(Extracted data):
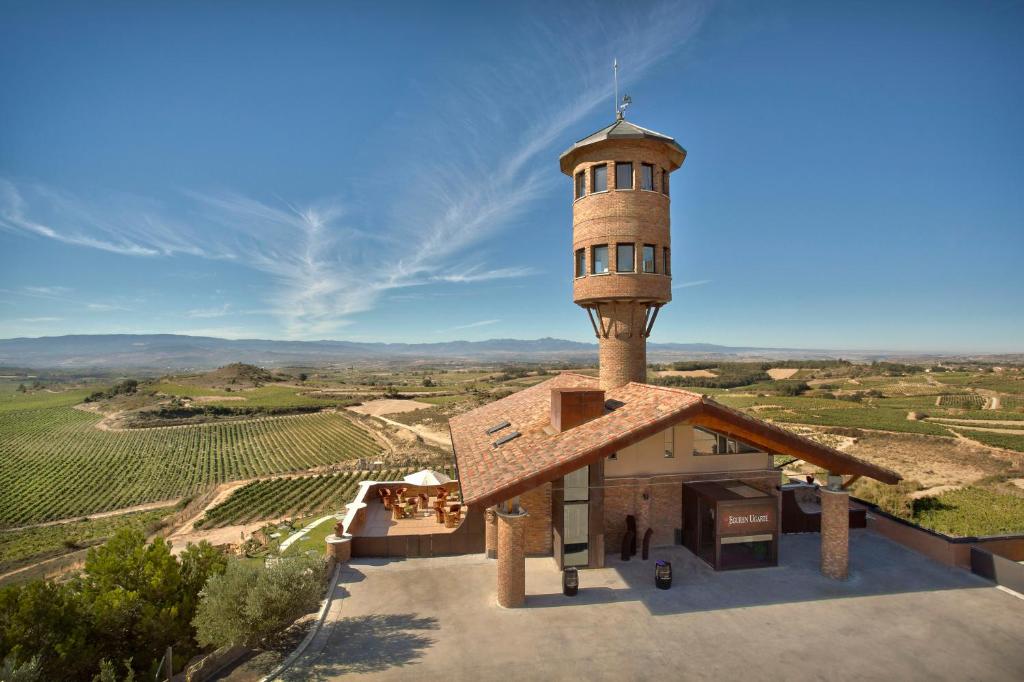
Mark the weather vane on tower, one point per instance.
(627, 100)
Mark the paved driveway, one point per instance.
(900, 616)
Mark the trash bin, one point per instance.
(570, 582)
(663, 574)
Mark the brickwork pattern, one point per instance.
(663, 510)
(491, 533)
(835, 534)
(623, 216)
(624, 350)
(511, 559)
(488, 474)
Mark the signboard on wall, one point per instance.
(748, 518)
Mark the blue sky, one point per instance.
(389, 171)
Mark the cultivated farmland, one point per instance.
(54, 464)
(299, 496)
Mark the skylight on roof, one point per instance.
(504, 439)
(498, 427)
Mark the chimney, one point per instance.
(572, 407)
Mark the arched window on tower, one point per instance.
(648, 258)
(624, 175)
(647, 177)
(599, 259)
(625, 258)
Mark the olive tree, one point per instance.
(251, 602)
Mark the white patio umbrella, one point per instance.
(427, 478)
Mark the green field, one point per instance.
(31, 545)
(278, 498)
(264, 396)
(1005, 440)
(54, 464)
(971, 511)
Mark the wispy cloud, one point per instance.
(210, 312)
(104, 307)
(688, 285)
(47, 291)
(459, 328)
(484, 160)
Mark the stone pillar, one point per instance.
(511, 558)
(835, 534)
(340, 547)
(491, 534)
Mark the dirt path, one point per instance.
(114, 512)
(388, 407)
(436, 437)
(971, 423)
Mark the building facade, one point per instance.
(580, 467)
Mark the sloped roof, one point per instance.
(489, 473)
(622, 129)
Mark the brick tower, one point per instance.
(621, 244)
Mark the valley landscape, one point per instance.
(258, 445)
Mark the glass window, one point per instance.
(624, 176)
(648, 257)
(577, 484)
(599, 259)
(710, 442)
(647, 177)
(625, 258)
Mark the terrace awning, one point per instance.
(493, 468)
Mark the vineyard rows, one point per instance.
(54, 464)
(962, 400)
(276, 498)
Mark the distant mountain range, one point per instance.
(172, 351)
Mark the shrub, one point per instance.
(251, 602)
(893, 500)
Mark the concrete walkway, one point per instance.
(295, 537)
(900, 616)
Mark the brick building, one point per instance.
(578, 466)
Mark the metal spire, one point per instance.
(627, 100)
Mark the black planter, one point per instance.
(663, 574)
(570, 582)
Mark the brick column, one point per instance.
(491, 533)
(835, 534)
(511, 559)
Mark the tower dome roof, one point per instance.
(623, 129)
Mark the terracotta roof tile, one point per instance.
(487, 472)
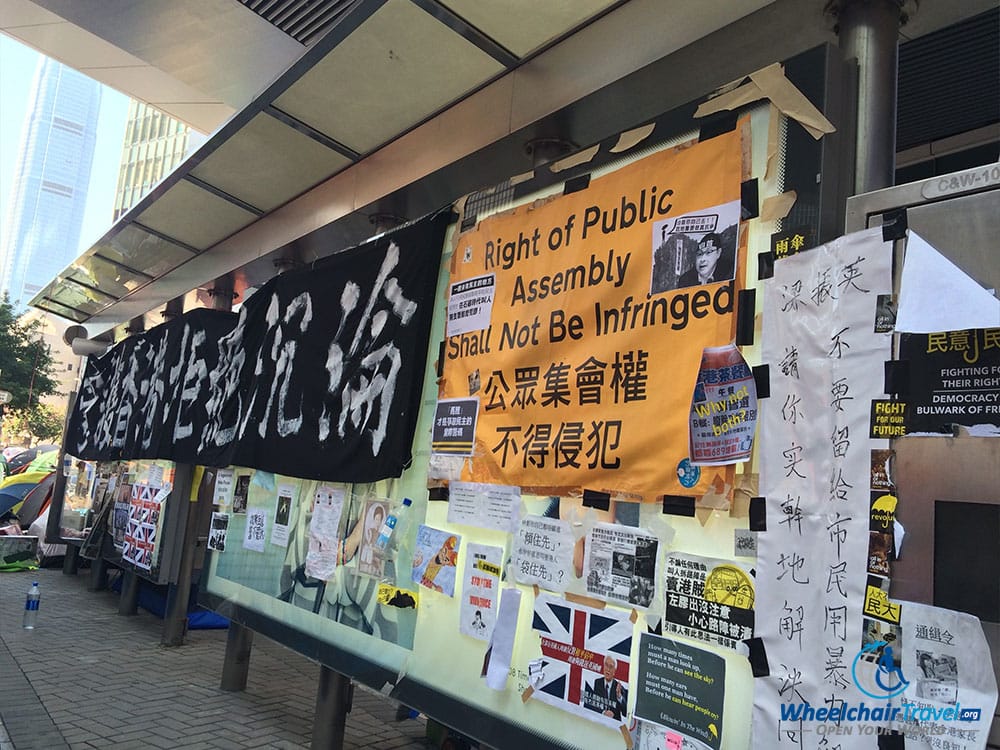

(Exercise prompt):
Can you render all of the records above as a numbered list, without blank lines and without the pictures?

(Written solution):
1. Mark the weather vane on tower, one point per instance.
2. (627, 100)
3. Mark the paved driveway, one point per instance.
4. (900, 616)
5. Mark the trash bin, one point per instance.
6. (570, 582)
7. (663, 574)
8. Mark the brickwork pattern, one point per instance.
9. (663, 510)
10. (491, 533)
11. (835, 534)
12. (623, 216)
13. (624, 350)
14. (511, 559)
15. (488, 474)
16. Mark the signboard on wall, one point per instance.
17. (748, 518)
18. Mark the blue sky, one point per instance.
19. (389, 171)
20. Mark the cultivated farmland, one point per instance.
21. (54, 464)
22. (299, 496)
23. Mark the skylight on roof, one point per instance.
24. (504, 439)
25. (498, 427)
26. Mark the chimney, one point per instance.
27. (572, 407)
28. Mark the arched window on tower, one point per instance.
29. (648, 258)
30. (624, 175)
31. (647, 177)
32. (599, 259)
33. (625, 258)
34. Mark the olive tree, one point per instance.
35. (251, 602)
36. Mark the white patio umbrella, one point per instance.
37. (427, 478)
38. Mark the green field, one point per instance.
39. (31, 545)
40. (278, 498)
41. (264, 396)
42. (1005, 440)
43. (54, 464)
44. (971, 511)
45. Mark the wispy cloud, one point per instance.
46. (210, 312)
47. (104, 307)
48. (688, 285)
49. (47, 291)
50. (459, 328)
51. (484, 160)
52. Mark the stone pillar, one point per instance.
53. (511, 558)
54. (835, 534)
55. (340, 547)
56. (491, 534)
57. Mark the dirt path, one point per instance.
58. (114, 512)
59. (388, 407)
60. (436, 437)
61. (971, 423)
62. Mark the building facade, one point per instance.
63. (580, 467)
64. Mark the sloped roof, one point per instance.
65. (489, 473)
66. (622, 129)
67. Mark the brick tower, one point per instance.
68. (621, 244)
69. Mark the valley landscape, one point per instance.
70. (258, 445)
71. Mark the glass window, one point per instance.
72. (624, 176)
73. (648, 257)
74. (577, 484)
75. (599, 259)
76. (710, 442)
77. (647, 177)
78. (625, 258)
79. Mark the terrace awning, one point per instance.
80. (493, 468)
81. Mark the vineyard rows, one point per instance.
82. (54, 464)
83. (962, 400)
84. (276, 498)
85. Mark the distant mountain range, one point per instance.
86. (172, 351)
87. Mark the shrub, one point per instance.
88. (251, 602)
89. (893, 500)
90. Mark the concrete walkway, one point per instance.
91. (295, 537)
92. (900, 616)
93. Mark the brick building, one point per instance.
94. (578, 466)
95. Mark the metal spire, one point per instance.
96. (627, 100)
97. Mark the black planter, one point per instance.
98. (663, 574)
99. (570, 582)
100. Mark the brick column, one point per instance.
101. (491, 533)
102. (835, 534)
103. (511, 559)
104. Mark the tower dome roof, one point per instance.
105. (623, 129)
106. Mark the terracotta roof tile, one point per instance.
107. (487, 472)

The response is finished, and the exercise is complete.